» **WHAT THE EXERCISE ASKS**:
Give the number of lines in the entries that contain "then". State only the count.

[PROVIDED DATA Boundary: Start]

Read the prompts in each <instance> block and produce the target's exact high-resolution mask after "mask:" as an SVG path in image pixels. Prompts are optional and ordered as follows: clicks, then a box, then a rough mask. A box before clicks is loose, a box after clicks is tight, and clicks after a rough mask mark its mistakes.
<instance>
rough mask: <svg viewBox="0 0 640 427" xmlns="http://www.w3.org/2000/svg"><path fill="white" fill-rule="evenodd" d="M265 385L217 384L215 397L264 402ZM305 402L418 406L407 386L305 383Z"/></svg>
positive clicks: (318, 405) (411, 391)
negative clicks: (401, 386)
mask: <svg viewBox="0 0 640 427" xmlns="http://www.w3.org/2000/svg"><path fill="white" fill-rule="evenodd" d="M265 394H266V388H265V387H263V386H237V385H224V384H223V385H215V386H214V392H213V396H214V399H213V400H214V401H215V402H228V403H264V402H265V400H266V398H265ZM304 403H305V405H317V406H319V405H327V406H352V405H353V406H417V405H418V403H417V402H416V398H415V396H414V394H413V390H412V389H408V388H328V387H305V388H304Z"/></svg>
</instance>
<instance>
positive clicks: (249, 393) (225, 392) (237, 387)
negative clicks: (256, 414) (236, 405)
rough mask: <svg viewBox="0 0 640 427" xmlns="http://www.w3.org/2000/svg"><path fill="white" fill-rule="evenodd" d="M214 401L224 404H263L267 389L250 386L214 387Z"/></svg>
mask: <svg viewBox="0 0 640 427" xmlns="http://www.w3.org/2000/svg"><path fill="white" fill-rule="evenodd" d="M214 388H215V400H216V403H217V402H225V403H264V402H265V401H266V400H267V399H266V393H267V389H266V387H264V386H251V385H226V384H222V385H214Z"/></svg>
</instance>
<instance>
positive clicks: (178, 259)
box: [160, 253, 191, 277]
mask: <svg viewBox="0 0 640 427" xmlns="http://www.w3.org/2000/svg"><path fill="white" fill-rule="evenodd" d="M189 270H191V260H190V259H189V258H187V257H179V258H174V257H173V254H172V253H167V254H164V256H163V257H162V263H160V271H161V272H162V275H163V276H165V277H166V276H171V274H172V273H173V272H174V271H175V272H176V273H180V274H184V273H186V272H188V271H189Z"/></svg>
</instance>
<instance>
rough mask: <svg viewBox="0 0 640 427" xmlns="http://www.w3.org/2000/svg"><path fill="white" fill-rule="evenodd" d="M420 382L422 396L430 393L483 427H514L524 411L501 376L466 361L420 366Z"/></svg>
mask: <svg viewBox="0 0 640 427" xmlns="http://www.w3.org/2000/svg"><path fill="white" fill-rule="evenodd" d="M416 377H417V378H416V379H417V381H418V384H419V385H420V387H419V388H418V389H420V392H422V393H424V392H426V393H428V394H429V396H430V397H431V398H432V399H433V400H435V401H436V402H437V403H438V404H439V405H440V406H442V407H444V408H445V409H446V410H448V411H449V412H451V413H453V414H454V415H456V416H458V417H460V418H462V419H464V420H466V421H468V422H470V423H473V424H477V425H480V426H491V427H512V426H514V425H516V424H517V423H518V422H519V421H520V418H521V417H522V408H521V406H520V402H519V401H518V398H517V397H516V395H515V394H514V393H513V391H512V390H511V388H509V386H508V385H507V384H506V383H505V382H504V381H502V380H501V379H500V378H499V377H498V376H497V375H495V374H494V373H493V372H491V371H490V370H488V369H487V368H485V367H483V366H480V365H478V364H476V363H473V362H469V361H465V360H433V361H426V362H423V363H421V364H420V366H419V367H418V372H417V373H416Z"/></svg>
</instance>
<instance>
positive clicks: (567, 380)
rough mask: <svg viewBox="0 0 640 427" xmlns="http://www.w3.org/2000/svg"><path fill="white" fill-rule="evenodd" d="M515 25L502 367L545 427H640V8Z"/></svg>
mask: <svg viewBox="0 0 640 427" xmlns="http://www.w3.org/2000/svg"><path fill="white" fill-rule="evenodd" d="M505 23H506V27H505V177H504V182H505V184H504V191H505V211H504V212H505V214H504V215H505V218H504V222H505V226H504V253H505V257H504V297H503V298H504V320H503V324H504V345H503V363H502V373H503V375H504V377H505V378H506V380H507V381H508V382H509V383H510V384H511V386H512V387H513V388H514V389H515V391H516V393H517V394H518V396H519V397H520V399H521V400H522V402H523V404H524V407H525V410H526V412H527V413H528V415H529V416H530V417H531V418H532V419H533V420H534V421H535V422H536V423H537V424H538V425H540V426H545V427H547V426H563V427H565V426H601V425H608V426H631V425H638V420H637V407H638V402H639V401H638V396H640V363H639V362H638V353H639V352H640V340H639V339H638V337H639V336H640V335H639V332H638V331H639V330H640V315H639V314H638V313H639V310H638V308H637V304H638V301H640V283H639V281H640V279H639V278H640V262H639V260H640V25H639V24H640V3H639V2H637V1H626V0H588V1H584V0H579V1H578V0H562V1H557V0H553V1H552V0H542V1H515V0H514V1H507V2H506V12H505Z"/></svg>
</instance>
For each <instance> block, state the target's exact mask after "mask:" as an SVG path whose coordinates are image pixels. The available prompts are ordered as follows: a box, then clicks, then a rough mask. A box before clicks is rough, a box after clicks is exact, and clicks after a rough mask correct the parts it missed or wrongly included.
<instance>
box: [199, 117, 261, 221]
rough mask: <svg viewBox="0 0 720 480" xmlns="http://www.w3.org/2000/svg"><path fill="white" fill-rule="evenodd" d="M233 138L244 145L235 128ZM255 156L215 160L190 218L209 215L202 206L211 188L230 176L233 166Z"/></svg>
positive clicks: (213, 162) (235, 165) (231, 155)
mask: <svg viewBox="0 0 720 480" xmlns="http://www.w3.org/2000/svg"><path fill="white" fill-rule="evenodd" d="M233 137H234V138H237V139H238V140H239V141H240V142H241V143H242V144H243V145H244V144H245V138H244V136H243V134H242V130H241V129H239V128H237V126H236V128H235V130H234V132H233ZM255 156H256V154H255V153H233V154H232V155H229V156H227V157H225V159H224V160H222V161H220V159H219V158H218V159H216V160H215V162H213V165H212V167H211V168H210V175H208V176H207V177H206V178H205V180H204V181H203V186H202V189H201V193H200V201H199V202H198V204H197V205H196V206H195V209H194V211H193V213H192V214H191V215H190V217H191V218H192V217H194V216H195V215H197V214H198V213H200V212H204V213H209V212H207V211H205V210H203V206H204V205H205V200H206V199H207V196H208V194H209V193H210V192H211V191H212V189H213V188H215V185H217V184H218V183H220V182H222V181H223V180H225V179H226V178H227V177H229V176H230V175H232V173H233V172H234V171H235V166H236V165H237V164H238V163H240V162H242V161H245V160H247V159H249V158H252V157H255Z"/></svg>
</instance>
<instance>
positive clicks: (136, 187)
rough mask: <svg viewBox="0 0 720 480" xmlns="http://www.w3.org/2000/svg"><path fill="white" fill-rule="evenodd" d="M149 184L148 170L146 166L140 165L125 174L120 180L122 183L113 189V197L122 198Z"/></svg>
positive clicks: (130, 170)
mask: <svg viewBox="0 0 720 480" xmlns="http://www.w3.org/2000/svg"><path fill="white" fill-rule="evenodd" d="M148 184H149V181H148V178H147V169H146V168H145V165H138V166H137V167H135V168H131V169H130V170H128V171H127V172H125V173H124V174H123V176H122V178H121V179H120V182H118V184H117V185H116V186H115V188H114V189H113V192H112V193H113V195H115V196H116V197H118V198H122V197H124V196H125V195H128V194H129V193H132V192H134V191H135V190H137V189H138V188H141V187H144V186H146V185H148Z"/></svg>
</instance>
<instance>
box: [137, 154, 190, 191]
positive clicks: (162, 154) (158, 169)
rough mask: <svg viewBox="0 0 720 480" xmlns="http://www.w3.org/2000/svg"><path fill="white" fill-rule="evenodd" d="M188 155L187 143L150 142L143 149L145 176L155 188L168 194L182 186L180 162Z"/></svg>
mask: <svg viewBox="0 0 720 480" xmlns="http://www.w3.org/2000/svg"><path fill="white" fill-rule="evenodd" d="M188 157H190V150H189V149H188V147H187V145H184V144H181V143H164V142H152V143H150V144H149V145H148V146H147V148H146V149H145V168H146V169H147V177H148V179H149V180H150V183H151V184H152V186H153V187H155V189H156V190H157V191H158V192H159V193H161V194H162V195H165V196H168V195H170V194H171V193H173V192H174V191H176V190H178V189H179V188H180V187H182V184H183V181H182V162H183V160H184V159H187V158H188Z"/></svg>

[PROVIDED DATA Boundary: End]

» **OUTPUT**:
2